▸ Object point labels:
** Start **

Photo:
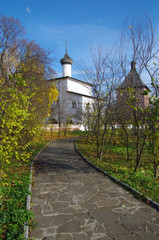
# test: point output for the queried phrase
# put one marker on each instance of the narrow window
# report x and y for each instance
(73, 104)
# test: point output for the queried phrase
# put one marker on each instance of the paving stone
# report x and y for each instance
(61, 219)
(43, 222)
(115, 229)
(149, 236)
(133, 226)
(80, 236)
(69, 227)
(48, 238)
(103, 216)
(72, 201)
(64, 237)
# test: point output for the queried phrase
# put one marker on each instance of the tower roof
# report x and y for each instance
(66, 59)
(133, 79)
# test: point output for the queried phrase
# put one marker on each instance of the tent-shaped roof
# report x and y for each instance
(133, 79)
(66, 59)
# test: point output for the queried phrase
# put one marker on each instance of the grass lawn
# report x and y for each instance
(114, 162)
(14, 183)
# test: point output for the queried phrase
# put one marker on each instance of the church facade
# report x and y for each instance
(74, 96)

** End **
** Start **

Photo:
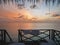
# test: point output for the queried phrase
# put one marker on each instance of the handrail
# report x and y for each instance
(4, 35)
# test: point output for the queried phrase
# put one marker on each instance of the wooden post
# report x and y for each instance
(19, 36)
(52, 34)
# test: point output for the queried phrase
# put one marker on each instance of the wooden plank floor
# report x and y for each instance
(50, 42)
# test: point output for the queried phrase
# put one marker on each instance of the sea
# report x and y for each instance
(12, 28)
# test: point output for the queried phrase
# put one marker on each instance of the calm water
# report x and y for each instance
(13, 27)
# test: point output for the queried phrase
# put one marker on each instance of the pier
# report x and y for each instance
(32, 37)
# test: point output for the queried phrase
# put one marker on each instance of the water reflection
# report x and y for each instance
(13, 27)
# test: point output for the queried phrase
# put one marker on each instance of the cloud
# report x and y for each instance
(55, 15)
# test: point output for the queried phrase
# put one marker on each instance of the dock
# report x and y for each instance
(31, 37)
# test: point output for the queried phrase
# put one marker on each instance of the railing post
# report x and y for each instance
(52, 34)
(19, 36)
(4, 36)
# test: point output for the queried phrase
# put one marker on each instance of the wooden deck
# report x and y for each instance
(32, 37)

** End **

▸ WORK INSTRUCTIONS:
Pick out and copy every line of the material that contains the word "water". Case counts.

▸ ANSWER TO THIS TASK:
# put one marker on each instance of the calm water
# put one marker on each instance of the water reflection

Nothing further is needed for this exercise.